What is asked :: Update everything from the row containing "Reviewer note: check that each instance of the rocky hilltop" down to the last of the rows by putting "stony hilltop" in place of "rocky hilltop", and leave the rest of those rows unchanged.

Extracted records ::
——————————

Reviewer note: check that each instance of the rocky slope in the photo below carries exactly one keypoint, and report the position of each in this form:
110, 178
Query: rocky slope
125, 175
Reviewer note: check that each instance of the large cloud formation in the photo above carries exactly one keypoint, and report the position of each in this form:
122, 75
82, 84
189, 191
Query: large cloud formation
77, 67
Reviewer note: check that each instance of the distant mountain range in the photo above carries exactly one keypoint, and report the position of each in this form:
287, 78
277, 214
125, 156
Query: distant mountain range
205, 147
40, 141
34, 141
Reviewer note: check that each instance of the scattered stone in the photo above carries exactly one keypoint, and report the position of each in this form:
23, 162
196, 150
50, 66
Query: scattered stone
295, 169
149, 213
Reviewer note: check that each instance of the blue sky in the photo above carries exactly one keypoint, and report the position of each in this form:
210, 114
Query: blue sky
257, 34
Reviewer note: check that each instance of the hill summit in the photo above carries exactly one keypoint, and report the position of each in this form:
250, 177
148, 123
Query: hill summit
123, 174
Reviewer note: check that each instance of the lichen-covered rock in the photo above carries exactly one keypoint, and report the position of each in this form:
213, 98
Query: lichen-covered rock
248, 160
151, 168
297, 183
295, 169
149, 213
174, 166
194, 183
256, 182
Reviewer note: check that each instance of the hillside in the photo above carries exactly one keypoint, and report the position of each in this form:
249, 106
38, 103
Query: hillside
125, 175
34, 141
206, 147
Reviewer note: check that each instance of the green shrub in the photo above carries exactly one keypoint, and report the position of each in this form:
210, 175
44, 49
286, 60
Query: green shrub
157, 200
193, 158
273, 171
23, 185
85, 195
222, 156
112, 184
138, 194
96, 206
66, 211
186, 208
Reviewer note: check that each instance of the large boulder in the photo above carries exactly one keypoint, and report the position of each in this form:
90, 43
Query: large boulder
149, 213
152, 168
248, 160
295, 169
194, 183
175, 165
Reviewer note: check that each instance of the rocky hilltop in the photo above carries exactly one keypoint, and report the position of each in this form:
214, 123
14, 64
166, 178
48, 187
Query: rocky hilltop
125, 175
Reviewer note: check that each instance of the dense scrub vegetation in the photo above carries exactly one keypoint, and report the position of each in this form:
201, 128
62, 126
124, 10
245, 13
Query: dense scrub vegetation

——————————

Solution to this exercise ::
Reviewer note: check that each instance of the stony hilltop in the photo above carries exactly one keypoint, and report the position of each in this form:
214, 123
14, 64
166, 178
48, 187
Query: stony hilltop
125, 175
Reviewer note: check that each instance of the dense scrub vegetation in the photo above carries exactly one keypoint, and report the position of each in this form:
201, 128
62, 126
124, 10
245, 13
Query: dense scrub vegetation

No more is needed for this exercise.